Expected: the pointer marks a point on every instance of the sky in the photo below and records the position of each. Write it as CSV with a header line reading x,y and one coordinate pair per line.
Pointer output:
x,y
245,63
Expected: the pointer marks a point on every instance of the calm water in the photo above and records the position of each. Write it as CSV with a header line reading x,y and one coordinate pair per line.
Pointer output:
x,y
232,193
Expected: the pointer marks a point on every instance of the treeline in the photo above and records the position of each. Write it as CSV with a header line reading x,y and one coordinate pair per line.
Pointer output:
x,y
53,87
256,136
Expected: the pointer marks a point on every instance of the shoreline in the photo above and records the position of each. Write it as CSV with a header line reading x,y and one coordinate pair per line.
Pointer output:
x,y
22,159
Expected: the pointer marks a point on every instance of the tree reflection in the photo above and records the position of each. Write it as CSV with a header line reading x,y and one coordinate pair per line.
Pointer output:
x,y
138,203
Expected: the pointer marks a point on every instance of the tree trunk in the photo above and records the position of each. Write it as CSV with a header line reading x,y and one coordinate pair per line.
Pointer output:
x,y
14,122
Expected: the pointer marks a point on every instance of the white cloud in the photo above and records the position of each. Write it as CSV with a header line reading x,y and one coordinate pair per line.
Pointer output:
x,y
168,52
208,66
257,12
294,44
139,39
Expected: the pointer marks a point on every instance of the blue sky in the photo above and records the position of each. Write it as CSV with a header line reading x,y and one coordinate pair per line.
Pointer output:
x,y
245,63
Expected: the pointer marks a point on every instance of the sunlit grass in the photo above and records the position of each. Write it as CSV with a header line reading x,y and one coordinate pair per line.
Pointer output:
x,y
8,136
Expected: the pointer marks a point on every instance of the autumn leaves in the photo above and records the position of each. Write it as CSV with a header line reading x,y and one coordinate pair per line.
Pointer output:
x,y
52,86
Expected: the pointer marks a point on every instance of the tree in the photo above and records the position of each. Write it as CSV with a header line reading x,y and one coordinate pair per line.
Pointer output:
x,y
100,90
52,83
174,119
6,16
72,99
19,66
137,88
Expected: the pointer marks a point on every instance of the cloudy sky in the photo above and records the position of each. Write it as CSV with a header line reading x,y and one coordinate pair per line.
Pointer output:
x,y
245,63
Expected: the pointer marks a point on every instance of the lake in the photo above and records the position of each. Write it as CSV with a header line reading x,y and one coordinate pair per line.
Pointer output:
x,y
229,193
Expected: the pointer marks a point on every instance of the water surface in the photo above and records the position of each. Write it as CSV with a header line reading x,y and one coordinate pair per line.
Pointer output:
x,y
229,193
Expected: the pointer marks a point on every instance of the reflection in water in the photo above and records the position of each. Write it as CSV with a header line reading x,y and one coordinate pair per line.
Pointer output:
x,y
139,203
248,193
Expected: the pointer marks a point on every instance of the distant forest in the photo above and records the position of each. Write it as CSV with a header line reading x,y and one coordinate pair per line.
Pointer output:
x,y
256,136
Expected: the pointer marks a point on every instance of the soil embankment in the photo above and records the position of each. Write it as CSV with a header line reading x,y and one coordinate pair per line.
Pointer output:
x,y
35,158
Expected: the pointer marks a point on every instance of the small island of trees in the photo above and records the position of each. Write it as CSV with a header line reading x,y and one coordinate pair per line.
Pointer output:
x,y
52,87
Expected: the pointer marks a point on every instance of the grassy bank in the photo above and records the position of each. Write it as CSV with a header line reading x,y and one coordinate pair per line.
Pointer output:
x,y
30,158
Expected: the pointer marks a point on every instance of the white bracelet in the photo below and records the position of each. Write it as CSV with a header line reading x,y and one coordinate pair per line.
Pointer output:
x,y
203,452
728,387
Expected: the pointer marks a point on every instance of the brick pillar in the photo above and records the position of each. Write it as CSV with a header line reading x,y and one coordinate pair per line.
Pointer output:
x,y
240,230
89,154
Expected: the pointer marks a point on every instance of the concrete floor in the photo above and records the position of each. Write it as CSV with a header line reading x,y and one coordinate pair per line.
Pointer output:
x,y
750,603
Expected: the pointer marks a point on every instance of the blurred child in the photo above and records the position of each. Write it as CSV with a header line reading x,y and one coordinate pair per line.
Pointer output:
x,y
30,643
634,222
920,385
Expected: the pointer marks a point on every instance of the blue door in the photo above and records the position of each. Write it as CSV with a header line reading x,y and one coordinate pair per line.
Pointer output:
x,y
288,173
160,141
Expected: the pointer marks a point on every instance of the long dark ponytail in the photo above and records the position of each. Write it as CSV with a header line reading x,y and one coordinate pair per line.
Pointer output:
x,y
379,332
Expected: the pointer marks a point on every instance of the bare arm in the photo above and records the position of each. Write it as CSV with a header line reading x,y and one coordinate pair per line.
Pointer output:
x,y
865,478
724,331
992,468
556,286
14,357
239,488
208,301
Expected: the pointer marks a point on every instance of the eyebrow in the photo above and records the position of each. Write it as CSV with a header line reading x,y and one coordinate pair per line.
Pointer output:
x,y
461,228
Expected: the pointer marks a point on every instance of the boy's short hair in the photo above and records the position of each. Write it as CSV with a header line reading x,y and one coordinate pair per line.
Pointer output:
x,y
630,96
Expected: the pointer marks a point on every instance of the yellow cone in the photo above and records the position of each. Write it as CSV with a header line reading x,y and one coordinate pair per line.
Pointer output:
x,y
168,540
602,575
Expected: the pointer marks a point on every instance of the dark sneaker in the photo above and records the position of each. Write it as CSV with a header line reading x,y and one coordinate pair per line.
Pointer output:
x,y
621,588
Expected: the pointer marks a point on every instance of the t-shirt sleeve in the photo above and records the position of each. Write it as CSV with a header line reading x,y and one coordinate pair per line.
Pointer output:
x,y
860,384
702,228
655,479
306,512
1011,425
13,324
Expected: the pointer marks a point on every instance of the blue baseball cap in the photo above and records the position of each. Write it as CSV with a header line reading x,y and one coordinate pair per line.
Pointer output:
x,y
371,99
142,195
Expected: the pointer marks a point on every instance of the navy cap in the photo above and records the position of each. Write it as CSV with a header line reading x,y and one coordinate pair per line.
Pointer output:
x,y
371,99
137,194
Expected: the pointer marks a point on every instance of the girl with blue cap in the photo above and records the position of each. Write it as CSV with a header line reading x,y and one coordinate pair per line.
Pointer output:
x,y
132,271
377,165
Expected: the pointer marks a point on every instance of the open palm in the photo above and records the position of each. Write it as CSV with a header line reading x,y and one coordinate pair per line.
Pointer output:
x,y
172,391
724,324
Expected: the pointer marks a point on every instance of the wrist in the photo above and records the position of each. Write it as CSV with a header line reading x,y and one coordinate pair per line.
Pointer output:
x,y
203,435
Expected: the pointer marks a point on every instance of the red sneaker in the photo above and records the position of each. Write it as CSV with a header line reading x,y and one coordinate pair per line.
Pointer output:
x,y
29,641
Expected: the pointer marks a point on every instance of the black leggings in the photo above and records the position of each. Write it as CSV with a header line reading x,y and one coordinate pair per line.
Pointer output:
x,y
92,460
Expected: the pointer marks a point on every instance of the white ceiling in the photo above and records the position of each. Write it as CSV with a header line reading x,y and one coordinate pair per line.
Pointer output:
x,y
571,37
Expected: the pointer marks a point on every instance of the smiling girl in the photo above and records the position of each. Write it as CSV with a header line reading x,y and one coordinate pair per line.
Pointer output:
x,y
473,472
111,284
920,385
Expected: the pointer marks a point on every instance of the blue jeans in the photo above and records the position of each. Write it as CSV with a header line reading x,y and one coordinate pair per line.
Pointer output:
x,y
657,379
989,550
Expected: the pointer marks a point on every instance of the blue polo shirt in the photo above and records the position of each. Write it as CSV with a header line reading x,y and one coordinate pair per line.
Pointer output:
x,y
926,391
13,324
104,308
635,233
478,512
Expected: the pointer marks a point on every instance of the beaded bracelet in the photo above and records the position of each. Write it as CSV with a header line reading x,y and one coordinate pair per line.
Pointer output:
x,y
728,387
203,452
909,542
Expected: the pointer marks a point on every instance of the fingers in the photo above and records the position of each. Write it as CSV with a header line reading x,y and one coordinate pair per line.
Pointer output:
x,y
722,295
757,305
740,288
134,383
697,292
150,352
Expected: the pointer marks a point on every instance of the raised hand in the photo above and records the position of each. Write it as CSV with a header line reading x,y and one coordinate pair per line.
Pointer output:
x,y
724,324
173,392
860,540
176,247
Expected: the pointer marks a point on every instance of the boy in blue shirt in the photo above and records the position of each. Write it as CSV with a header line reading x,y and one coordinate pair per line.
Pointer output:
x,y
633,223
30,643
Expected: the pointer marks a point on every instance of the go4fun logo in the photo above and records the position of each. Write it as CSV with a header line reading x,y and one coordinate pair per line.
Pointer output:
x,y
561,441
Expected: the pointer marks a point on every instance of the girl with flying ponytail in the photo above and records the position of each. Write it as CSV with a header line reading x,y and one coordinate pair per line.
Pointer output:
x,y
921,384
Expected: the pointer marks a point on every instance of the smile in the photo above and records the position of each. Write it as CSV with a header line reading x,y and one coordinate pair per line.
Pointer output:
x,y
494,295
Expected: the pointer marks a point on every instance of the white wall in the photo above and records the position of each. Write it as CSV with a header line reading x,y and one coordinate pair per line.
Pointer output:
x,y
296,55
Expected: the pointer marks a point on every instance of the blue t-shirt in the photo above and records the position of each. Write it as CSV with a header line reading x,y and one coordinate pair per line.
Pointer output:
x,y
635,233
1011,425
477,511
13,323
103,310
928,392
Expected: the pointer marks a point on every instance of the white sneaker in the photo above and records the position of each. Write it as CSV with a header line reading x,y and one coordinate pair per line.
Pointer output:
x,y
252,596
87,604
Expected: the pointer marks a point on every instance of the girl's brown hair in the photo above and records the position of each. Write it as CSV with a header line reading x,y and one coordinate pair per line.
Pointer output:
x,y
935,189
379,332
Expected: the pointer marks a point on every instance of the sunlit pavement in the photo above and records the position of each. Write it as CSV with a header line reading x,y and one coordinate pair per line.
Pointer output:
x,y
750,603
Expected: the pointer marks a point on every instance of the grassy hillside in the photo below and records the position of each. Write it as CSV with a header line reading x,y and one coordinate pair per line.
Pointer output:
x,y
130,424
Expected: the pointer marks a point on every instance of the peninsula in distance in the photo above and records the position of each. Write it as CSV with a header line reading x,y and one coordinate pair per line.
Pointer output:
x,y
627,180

------------------------

Exercise details: Pull every line holding "water" out of the records.

Result of this task:
Expected: the pointer marks a point on every instance of the calm water in the photo above and records the position of each. Write it as CSV with a header line reading x,y and one coordinate pair per line.
Expected: the pointer marks a point on every instance of the water surface in the photo above and records the position of each. Write it as CSV with a header line reading x,y and one coordinate pair per line.
Expected: the pointer marks a point on every instance of the reflection in water in the photo above and records the position of each. Write it as CSV with a header line reading x,y and one coordinate pair per line.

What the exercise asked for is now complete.